DATA PROVIDED –
===
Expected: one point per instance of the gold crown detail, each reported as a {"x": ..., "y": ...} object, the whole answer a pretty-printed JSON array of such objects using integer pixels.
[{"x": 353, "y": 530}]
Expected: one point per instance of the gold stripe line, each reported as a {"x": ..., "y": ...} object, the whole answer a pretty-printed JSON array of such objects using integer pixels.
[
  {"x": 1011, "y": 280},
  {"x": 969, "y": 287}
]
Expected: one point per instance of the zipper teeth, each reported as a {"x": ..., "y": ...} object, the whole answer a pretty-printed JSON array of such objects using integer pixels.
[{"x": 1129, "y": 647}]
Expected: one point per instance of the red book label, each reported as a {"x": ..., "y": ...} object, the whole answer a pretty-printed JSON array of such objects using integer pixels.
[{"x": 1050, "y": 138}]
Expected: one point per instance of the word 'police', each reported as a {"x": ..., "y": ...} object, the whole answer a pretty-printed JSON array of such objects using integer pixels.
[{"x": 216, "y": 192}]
===
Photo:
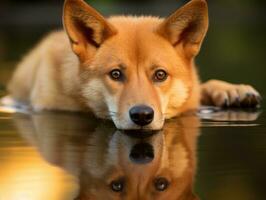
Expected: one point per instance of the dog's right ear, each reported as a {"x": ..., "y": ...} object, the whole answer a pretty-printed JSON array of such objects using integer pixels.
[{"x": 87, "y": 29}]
===
TASK DESCRIPTION –
State only the number of lines in the listing that contain the word "gold".

FULL ANSWER –
2